▶ EXCERPTED TEXT:
════════

From 22301177dbcb99eb1101ed5698c5b2239d024f8f Mon Sep 17 00:00:00 2001
From: Andrey Grodzovsky <andrey.grodzovsky@amd.com>
Date: Tue, 24 Mar 2020 16:37:01 -0400
Subject: [PATCH 14/17] drm/amdgpu: Add new ring callback to insert memory sync

Used to flush and invalidate various caches.

v2: Rename function hook

Signed-off-by: Andrey Grodzovsky <andrey.grodzovsky@amd.com>
Reviewed-by: Luben Tuikov <luben.tuikov@amd.com>
Signed-off-by: Alex Deucher <alexander.deucher@amd.com>
---
 drivers/gpu/drm/amd/amdgpu/amdgpu_ring.h | 1 +
 1 file changed, 1 insertion(+)

════════

Point labeling dataset excerpts

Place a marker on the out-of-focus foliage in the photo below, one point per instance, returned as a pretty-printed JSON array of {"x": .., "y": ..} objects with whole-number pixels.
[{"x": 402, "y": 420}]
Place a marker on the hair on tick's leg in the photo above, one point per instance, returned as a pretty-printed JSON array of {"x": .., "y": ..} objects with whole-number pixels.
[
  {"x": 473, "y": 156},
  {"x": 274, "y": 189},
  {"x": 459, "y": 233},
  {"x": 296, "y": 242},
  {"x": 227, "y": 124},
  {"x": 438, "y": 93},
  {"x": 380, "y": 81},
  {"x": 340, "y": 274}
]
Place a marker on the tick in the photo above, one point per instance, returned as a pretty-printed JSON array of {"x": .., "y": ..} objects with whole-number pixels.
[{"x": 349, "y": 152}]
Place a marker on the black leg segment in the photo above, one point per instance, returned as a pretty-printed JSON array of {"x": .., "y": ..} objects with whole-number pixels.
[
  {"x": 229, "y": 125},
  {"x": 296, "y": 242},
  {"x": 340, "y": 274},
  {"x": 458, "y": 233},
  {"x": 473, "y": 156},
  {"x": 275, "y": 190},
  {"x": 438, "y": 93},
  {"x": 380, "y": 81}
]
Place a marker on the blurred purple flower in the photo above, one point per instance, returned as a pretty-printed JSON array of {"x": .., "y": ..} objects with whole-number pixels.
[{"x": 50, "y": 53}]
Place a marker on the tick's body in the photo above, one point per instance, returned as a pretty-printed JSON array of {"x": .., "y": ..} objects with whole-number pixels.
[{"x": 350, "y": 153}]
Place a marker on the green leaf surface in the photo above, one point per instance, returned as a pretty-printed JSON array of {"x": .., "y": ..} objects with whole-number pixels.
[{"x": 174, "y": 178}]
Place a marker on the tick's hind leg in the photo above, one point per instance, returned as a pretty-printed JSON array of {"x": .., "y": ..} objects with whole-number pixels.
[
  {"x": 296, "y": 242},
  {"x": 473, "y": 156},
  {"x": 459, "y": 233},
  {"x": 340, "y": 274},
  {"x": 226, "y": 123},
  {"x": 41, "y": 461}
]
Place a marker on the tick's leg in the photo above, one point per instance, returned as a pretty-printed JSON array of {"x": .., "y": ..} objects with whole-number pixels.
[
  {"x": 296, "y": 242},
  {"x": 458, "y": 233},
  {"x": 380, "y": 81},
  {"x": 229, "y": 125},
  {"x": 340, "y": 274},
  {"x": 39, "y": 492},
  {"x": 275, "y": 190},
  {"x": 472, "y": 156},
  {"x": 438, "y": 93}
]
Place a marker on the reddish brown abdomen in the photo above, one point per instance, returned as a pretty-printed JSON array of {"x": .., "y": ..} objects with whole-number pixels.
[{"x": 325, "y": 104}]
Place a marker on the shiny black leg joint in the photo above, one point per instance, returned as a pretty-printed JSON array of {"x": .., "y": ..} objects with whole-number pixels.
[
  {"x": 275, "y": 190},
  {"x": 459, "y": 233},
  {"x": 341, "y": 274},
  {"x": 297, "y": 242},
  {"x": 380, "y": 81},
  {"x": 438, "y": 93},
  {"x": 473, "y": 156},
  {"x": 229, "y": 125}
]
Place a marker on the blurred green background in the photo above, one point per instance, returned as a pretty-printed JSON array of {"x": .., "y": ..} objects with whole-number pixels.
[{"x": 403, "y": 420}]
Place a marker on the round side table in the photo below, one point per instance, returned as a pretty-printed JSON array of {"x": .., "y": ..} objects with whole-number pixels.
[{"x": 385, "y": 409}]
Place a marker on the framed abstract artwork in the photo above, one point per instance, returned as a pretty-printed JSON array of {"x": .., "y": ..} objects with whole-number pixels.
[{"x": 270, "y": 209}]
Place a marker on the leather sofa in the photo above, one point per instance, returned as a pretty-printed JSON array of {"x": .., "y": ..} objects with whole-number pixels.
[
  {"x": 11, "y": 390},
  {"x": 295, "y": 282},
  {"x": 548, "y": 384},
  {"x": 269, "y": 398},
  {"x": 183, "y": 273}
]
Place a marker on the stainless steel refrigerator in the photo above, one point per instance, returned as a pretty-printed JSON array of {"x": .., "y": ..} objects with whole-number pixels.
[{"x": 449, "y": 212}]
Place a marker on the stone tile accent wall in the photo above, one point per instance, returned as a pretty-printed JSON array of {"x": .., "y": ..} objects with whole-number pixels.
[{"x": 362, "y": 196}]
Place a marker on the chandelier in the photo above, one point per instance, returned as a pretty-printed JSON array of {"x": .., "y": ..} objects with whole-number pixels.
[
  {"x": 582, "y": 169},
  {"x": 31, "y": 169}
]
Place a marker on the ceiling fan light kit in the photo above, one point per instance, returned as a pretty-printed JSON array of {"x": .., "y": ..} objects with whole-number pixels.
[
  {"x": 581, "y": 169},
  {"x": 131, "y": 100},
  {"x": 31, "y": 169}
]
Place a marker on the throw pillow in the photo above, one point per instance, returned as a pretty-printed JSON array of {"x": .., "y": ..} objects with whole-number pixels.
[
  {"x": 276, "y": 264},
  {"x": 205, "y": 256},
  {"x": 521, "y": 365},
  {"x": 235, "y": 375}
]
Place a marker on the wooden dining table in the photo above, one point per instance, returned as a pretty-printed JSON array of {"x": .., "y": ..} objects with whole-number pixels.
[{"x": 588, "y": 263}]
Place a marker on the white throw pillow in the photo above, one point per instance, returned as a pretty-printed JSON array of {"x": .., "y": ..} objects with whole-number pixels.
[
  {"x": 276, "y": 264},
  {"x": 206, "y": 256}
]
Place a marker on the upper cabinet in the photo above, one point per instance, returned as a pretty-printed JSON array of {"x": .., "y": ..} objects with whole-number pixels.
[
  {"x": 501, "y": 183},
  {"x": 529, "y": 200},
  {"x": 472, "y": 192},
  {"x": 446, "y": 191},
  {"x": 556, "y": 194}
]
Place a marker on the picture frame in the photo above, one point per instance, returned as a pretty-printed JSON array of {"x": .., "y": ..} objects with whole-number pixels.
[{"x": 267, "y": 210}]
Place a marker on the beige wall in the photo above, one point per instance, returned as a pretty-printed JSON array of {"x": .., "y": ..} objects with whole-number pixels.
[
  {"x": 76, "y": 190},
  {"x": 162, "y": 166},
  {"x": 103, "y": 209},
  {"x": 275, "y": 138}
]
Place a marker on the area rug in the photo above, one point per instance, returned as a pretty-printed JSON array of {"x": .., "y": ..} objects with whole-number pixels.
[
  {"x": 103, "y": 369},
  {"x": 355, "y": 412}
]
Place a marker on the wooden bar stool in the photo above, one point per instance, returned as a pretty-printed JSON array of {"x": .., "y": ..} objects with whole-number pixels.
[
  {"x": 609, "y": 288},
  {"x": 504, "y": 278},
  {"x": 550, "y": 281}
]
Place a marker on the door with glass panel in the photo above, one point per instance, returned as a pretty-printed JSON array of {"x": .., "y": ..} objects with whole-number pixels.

════════

▶ WRITTEN PROBLEM A:
Lay out the rows as a JSON list of strings, one string per line with blank lines omitted. Cover only the span from the line containing "Place a marker on the picture" through the final line of the rows, both ends included.
▶ WRITTEN PROBLEM B:
Proceed with the patch that adds a memory sync ring callback, starting right after its last line.
The patch text and the rows are separate, unrelated material.

▶ EXERCISE RESPONSE A:
[
  "Place a marker on the picture frame in the photo above, one point per instance, returned as a pretty-printed JSON array of {\"x\": .., \"y\": ..} objects with whole-number pixels.",
  "[{\"x\": 267, \"y\": 210}]",
  "Place a marker on the beige wall in the photo above, one point per instance, returned as a pretty-printed JSON array of {\"x\": .., \"y\": ..} objects with whole-number pixels.",
  "[",
  "  {\"x\": 76, \"y\": 190},",
  "  {\"x\": 162, \"y\": 166},",
  "  {\"x\": 103, \"y\": 209},",
  "  {\"x\": 275, \"y\": 138}",
  "]",
  "Place a marker on the area rug in the photo above, one point per instance, returned as a pretty-printed JSON array of {\"x\": .., \"y\": ..} objects with whole-number pixels.",
  "[",
  "  {\"x\": 103, \"y\": 369},",
  "  {\"x\": 355, \"y\": 412}",
  "]",
  "Place a marker on the wooden bar stool in the photo above, one point per instance, returned as a pretty-printed JSON array of {\"x\": .., \"y\": ..} objects with whole-number pixels.",
  "[",
  "  {\"x\": 609, \"y\": 288},",
  "  {\"x\": 504, \"y\": 278},",
  "  {\"x\": 550, \"y\": 281}",
  "]",
  "Place a marker on the door with glass panel in the photo above, one point per instance, returned as a pretty-printed JSON array of {\"x\": .., \"y\": ..} objects with whole-number pixels."
]

▶ EXERCISE RESPONSE B:
diff --git a/drivers/gpu/drm/amd/amdgpu/amdgpu_ring.h b/drivers/gpu/drm/amd/amdgpu/amdgpu_ring.h
index 107e80063553..be218754629a 100644
--- a/drivers/gpu/drm/amd/amdgpu/amdgpu_ring.h
+++ b/drivers/gpu/drm/amd/amdgpu/amdgpu_ring.h
@@ -195,6 +195,7 @@ struct amdgpu_ring_funcs {
 	/* Try to soft recover the ring to make the fence signal */
 	void (*soft_recovery)(struct amdgpu_ring *ring, unsigned vmid);
 	int (*preempt_ib)(struct amdgpu_ring *ring);
+	void (*emit_mem_sync)(struct amdgpu_ring *ring);
 };
 
 struct amdgpu_ring {

From 2f9ce2a3860588803dc2ce4c866c06b29f5a201c Mon Sep 17 00:00:00 2001
From: Andrey Grodzovsky <andrey.grodzovsky@amd.com>
Date: Fri, 8 May 2020 14:34:26 -0400
Subject: [PATCH 15/17] drm/amdgpu: Add mem_sync implementation for all the
 ASICs.

Implement the .mem_sync hook defined earlier.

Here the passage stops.